### Treść zadania
Proszę przekształcić w listę numerowaną wiersze danych od wiersza zawierającego „Spot watch face.” do wiersza zawierającego „[583,132,789,345]”, włącznie z oboma. Puste wiersze należy pominąć.

### Wykaz danych ###

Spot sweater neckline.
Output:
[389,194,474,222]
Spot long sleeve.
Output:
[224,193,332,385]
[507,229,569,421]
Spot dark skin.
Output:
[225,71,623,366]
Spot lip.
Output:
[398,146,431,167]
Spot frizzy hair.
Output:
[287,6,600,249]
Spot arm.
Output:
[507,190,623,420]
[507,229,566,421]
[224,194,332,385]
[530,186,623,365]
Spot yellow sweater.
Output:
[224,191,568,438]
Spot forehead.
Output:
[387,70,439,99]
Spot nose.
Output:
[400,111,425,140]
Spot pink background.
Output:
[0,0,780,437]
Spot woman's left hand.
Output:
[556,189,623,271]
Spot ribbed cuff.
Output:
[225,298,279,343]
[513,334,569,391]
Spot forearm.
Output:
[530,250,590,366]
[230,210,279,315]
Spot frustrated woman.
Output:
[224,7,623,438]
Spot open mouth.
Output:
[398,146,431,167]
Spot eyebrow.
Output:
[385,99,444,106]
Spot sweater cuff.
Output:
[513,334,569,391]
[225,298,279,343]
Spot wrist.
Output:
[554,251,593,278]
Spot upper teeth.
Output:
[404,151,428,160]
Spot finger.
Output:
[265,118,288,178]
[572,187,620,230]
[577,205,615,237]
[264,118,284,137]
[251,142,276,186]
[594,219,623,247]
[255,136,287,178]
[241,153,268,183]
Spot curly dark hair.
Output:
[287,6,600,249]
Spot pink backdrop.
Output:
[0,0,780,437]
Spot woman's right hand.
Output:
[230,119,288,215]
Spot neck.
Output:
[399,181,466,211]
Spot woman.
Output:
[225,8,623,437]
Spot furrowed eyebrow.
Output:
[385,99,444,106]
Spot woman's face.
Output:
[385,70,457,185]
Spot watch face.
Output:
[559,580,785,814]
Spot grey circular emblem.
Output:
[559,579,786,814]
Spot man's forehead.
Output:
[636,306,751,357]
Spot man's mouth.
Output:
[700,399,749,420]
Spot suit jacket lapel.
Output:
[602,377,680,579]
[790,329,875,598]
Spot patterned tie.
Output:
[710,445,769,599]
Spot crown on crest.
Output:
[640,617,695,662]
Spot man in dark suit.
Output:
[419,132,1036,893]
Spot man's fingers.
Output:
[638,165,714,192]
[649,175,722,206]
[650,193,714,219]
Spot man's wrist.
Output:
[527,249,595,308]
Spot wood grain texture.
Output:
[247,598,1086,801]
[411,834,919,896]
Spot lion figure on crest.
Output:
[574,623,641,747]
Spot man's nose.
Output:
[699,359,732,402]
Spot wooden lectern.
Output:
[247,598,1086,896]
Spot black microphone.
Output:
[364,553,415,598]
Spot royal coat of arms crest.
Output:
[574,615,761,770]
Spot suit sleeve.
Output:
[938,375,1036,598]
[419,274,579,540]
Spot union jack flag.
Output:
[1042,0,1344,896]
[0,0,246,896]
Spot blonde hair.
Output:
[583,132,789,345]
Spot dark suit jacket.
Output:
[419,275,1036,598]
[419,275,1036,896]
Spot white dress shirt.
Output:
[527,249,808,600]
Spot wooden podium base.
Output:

###

### Odpowiedź na zadanie
1. Spot watch face.
2. Output:
3. [559,580,785,814]
4. Spot grey circular emblem.
5. Output:
6. [559,579,786,814]
7. Spot man's forehead.
8. Output:
9. [636,306,751,357]
10. Spot man's mouth.
11. Output:
12. [700,399,749,420]
13. Spot suit jacket lapel.
14. Output:
15. [602,377,680,579]
16. [790,329,875,598]
17. Spot patterned tie.
18. Output:
19. [710,445,769,599]
20. Spot crown on crest.
21. Output:
22. [640,617,695,662]
23. Spot man in dark suit.
24. Output:
25. [419,132,1036,893]
26. Spot man's fingers.
27. Output:
28. [638,165,714,192]
29. [649,175,722,206]
30. [650,193,714,219]
31. Spot man's wrist.
32. Output:
33. [527,249,595,308]
34. Spot wood grain texture.
35. Output:
36. [247,598,1086,801]
37. [411,834,919,896]
38. Spot lion figure on crest.
39. Output:
40. [574,623,641,747]
41. Spot man's nose.
42. Output:
43. [699,359,732,402]
44. Spot wooden lectern.
45. Output:
46. [247,598,1086,896]
47. Spot black microphone.
48. Output:
49. [364,553,415,598]
50. Spot royal coat of arms crest.
51. Output:
52. [574,615,761,770]
53. Spot suit sleeve.
54. Output:
55. [938,375,1036,598]
56. [419,274,579,540]
57. Spot union jack flag.
58. Output:
59. [1042,0,1344,896]
60. [0,0,246,896]
61. Spot blonde hair.
62. Output:
63. [583,132,789,345]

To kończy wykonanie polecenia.